Document =

- - -

VIKRAMADITYA ARRIVES
Aircraft carrier INS Vikramaditya
Video courtesy NDTV:
INS Vikramaditya arrives from Russia
Video courtesy Russia website:
INS Vikramaditya
New Delhi,
25 April 2014
India's Soviet-era Carrier Arrives
(AFP)
A refurbished former Soviet aircraft carrier arrived
Wednesday in India six years late, ending a wrangle
that strained ties with the country's top arms
supplier Russia.The Cold War-era ship, which set
sail from the Russian city of Severodvinsk in
mid-November, was escorted by Indian warships into
Indian waters. A naval spokesman said the INS
Vikramaditya had arrived at Karwar, its home base in
the western state of Karnataka.
Critics have described the Vikramaditya, built as
the Admiral Gorshkov and originally commissioned in
1987, as a white elephant because of its
higher-than-expected price tag and long delays in
arriving. A preliminary pact for refurbishing the
vessel was signed in 1998 -- two years after the
Kremlin mothballed the 44,500-ton carrier. It took
six years for the two sides to reach a final
agreement that valued the deal at $771 million and
stipulated delivery in 2008.
But the cost of refitting the 284-metre (937-foot)
ship ballooned to $2.3 billion, according to Indian
officials. Deadlines were repeatedly extended,
creating a bitter wrangle with Russia. "It came out
costlier than we anticipated," said retired Rear
Admiral Raja Menon, chairman of a strategic unit in
the government's National Security Council. But
Menon told AFP the vessel "signifies a state
presence more than any other warship". Russia
accounts for 70 percent of military hardware for
India which is currently the world's largest arms
importer, according to the Stockholm International
Peace Research Institute.

- - -

Annotation data based on points =
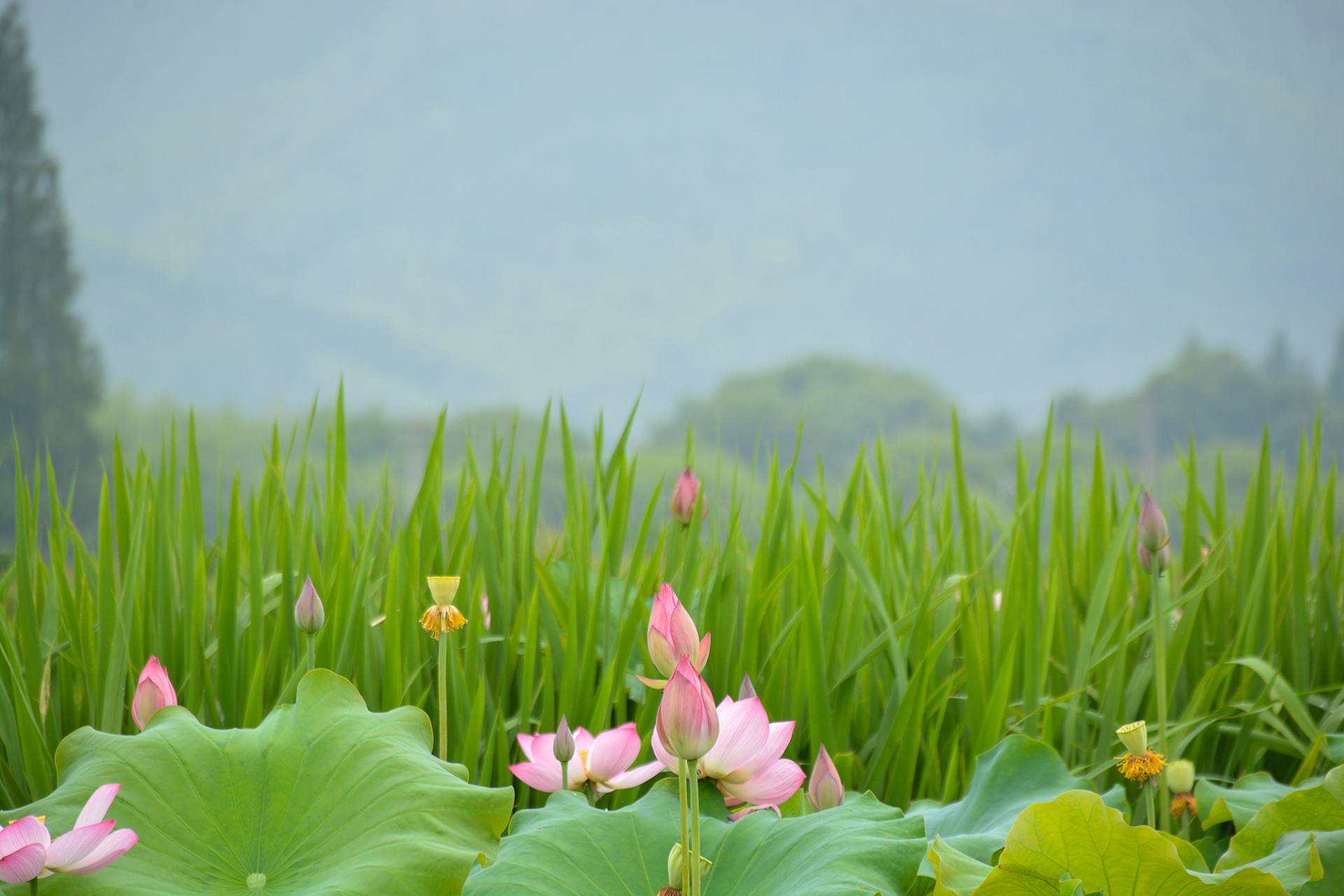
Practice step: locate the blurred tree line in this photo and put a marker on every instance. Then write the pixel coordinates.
(50, 374)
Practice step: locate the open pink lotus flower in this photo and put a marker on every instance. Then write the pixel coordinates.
(153, 692)
(27, 850)
(603, 761)
(672, 634)
(746, 761)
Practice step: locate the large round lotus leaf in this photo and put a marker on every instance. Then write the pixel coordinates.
(1075, 837)
(324, 797)
(571, 849)
(1315, 812)
(1018, 771)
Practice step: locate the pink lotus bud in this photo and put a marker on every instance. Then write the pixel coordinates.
(153, 692)
(689, 724)
(1164, 558)
(564, 745)
(683, 498)
(1152, 526)
(309, 614)
(825, 790)
(672, 634)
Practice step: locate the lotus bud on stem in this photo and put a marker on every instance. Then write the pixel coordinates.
(689, 727)
(564, 750)
(1180, 780)
(309, 617)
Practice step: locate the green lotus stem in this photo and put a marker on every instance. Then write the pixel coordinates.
(695, 832)
(686, 843)
(1160, 657)
(442, 696)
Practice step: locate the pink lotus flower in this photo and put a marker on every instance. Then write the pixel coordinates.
(685, 493)
(825, 790)
(746, 761)
(23, 850)
(27, 850)
(672, 634)
(153, 692)
(689, 724)
(603, 761)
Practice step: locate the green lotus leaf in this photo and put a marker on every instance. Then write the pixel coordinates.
(1240, 802)
(955, 872)
(1009, 777)
(1315, 812)
(569, 848)
(1077, 837)
(324, 797)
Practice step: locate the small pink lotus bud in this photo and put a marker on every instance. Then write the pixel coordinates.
(672, 634)
(689, 723)
(1152, 526)
(153, 692)
(309, 614)
(564, 745)
(825, 790)
(683, 498)
(1164, 558)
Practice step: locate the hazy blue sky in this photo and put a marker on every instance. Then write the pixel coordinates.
(499, 202)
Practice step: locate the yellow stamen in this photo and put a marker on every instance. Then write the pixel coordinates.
(1183, 804)
(1142, 767)
(441, 618)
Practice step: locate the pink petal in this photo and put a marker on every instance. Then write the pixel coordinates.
(113, 846)
(71, 846)
(22, 833)
(773, 786)
(778, 741)
(538, 776)
(97, 805)
(632, 778)
(613, 751)
(662, 752)
(657, 684)
(23, 864)
(743, 731)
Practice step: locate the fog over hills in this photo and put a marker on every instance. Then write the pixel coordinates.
(492, 203)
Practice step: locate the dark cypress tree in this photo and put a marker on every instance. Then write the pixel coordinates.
(50, 374)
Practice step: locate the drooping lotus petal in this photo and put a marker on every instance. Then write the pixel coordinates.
(772, 786)
(689, 723)
(612, 752)
(22, 833)
(632, 778)
(70, 848)
(22, 864)
(743, 732)
(113, 846)
(97, 805)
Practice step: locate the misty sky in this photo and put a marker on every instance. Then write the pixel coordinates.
(499, 202)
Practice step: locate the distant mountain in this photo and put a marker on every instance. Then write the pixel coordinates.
(492, 203)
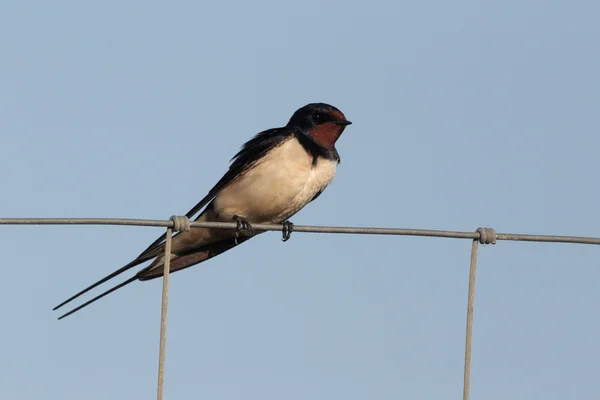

- - -

Task objective =
Can you write out the Vikramaditya article starting at "Critics have described" and ending at "delivery in 2008.", but change "white elephant" to "money pit"? You won't need the listing for anything here.

Solution =
Critics have described the Vikramaditya, built as
the Admiral Gorshkov and originally commissioned in
1987, as a money pit because of its
higher-than-expected price tag and long delays in
arriving. A preliminary pact for refurbishing the
vessel was signed in 1998 -- two years after the
Kremlin mothballed the 44,500-ton carrier. It took
six years for the two sides to reach a final
agreement that valued the deal at $771 million and
stipulated delivery in 2008.